Task instructions. Print each of the records below, leaving every word as it is.
====== Records for processing
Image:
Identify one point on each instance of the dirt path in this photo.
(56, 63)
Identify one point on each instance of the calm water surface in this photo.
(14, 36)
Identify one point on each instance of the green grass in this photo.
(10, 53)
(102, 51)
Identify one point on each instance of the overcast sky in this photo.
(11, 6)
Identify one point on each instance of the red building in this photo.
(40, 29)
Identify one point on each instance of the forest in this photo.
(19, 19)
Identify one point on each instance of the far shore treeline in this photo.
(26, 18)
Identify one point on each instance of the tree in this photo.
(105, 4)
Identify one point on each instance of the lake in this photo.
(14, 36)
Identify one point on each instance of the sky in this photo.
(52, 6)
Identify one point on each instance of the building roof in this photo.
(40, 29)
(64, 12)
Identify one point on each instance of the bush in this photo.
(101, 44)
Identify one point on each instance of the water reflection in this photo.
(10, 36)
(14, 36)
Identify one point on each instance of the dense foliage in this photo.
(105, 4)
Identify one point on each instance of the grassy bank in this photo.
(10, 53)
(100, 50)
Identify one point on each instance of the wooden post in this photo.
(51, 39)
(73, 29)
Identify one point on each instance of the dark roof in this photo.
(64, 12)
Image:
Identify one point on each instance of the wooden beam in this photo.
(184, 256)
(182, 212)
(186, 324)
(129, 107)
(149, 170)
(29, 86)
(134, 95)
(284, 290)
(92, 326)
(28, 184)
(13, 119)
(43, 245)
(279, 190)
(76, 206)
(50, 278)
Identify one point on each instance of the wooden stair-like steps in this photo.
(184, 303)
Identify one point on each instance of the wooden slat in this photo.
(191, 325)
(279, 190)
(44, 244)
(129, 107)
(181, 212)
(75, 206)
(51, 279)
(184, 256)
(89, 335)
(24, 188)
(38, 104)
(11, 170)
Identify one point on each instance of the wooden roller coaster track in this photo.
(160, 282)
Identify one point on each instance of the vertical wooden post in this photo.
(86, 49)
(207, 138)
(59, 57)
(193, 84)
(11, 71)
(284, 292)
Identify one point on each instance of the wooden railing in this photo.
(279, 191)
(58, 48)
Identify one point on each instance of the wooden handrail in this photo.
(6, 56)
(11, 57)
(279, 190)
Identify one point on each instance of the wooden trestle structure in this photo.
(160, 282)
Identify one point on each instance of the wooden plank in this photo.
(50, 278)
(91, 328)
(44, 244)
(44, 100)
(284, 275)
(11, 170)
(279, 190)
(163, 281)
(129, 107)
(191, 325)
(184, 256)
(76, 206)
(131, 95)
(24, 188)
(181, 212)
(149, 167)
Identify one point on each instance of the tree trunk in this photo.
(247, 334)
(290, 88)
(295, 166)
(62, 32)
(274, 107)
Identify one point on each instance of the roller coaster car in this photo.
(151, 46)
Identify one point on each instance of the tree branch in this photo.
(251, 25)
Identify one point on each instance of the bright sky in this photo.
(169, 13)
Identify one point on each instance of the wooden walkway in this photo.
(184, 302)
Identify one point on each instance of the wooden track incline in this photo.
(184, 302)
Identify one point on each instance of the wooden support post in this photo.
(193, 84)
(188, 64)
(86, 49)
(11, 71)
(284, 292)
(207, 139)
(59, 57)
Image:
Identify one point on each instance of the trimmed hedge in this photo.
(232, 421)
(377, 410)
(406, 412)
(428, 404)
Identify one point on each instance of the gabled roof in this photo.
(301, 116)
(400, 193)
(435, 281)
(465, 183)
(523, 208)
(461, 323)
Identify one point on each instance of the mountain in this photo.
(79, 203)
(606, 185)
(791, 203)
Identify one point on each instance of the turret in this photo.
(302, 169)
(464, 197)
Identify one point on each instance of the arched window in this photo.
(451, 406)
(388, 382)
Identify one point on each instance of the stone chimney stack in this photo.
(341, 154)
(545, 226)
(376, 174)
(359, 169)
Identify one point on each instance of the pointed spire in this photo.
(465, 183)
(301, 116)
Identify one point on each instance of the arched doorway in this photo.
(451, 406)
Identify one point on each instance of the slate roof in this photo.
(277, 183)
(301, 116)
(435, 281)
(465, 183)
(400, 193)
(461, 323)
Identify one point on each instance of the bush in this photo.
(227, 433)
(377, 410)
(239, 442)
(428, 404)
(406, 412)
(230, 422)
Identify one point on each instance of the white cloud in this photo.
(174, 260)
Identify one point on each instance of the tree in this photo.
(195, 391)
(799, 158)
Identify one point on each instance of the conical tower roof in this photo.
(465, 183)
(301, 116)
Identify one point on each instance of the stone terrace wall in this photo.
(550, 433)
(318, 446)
============
Exercise answer.
Image:
Identify one point on each instance of the dirt path in this photo.
(56, 63)
Identify one point on each instance of the calm water surface in this photo.
(14, 36)
Identify one point on each instance of the green grass in this photo.
(10, 53)
(102, 51)
Identify one point on each instance of the overcast sky in this photo.
(11, 6)
Identify one point on each instance of the red building in this photo.
(40, 29)
Identify one point on each instance of the forest in this photo.
(19, 19)
Identify one point on each instance of the far shore treeline in this photo.
(26, 18)
Identify one point on each instance of the tree in this photo.
(105, 4)
Identify one point on each instance of the lake in this photo.
(14, 36)
Identify one point on each instance of the sky in this photo.
(52, 6)
Identify one point on each instance of the building roof in this photo.
(40, 29)
(64, 12)
Identify one point on each instance of the bush in this photo.
(101, 44)
Identify one point on each instance of the water reflection in this photo.
(10, 36)
(14, 36)
Identify one point on each instance of the dense foliage in this photo.
(105, 4)
Identify one point on each instance of the grassy bank in this photo.
(10, 53)
(100, 50)
Identify one point on each instance of the wooden post in this photo.
(51, 39)
(73, 29)
Identify one point on each instance of the dark roof in this photo.
(64, 12)
Image:
Identify one point on each instance of the wooden beam in this photo.
(184, 256)
(182, 212)
(186, 324)
(129, 107)
(149, 170)
(29, 86)
(134, 95)
(284, 290)
(92, 326)
(28, 184)
(13, 119)
(43, 245)
(279, 190)
(76, 206)
(50, 278)
Identify one point on each instance of the wooden stair-like steps in this photo.
(184, 303)
Identify one point on each instance of the wooden slat in this photo.
(191, 325)
(279, 190)
(44, 244)
(129, 107)
(181, 212)
(75, 206)
(51, 279)
(184, 256)
(89, 335)
(24, 188)
(38, 104)
(11, 170)
Identify one point on each instance of the wooden roller coaster track in this photo.
(160, 282)
Identify one point on each instance of the vertical wooden post in this photo.
(86, 49)
(207, 138)
(59, 57)
(193, 84)
(11, 71)
(284, 292)
Identify one point on each instance of the wooden railing in this photo.
(279, 191)
(58, 48)
Identify one point on each instance of the wooden handrail in this photo.
(6, 56)
(11, 57)
(279, 190)
Identify one point on each instance of the wooden trestle structure in this photo.
(160, 282)
Identify one point on each instance of the wooden plank in this photo.
(50, 278)
(91, 328)
(44, 244)
(44, 100)
(284, 275)
(11, 170)
(279, 190)
(163, 281)
(129, 107)
(191, 325)
(184, 256)
(76, 206)
(131, 95)
(24, 188)
(181, 212)
(149, 167)
Identify one point on each instance of the tree trunk in this photo.
(247, 334)
(290, 88)
(295, 166)
(62, 32)
(274, 107)
Identify one point on each instance of the roller coaster car in this photo.
(151, 46)
Identify one point on each instance of the tree branch in this photo.
(251, 25)
Identify one point on each instance of the bright sky in this photo.
(169, 13)
Identify one point on each instance of the wooden walkway in this photo.
(184, 302)
Identify one point on each instance of the wooden track incline in this photo.
(184, 302)
Identify one point on each instance of the wooden support post in this photo.
(193, 84)
(188, 64)
(86, 49)
(11, 71)
(284, 292)
(207, 139)
(59, 57)
Image:
Identify one point on each instance of the trimmed hedge in this photo.
(232, 421)
(377, 410)
(406, 412)
(428, 404)
Identify one point on each instance of the gabled roof in this photo.
(301, 116)
(400, 193)
(435, 281)
(465, 183)
(523, 208)
(461, 323)
Identify one point on each instance of the mountain in this photo.
(79, 203)
(606, 185)
(791, 203)
Identify one point on each instance of the turret in this photo.
(302, 169)
(464, 197)
Identify one point on each instance of the arched window in this photo.
(451, 406)
(388, 382)
Identify one point on each instance of the stone chimney stack in this photo.
(341, 154)
(545, 226)
(376, 174)
(359, 169)
Identify one point on each instance of the pointed spire in this photo.
(465, 183)
(301, 116)
Identify one point on each instance of the arched doorway in this photo.
(451, 406)
Identify one point on each instance of the slate roof in this photo.
(277, 183)
(301, 116)
(435, 281)
(465, 183)
(400, 193)
(461, 323)
Identify one point on each instance of the bush in this photo.
(227, 433)
(377, 410)
(239, 442)
(428, 404)
(406, 412)
(230, 422)
Identify one point on each instance of the white cloud in this photo.
(174, 260)
Identify one point on each instance of the tree in this photo.
(195, 391)
(799, 158)
Identify one point on each instance of the conical tower roof in this photo.
(465, 183)
(301, 116)
Identify one point on each instance of the stone terrace wall in this photo.
(550, 433)
(318, 446)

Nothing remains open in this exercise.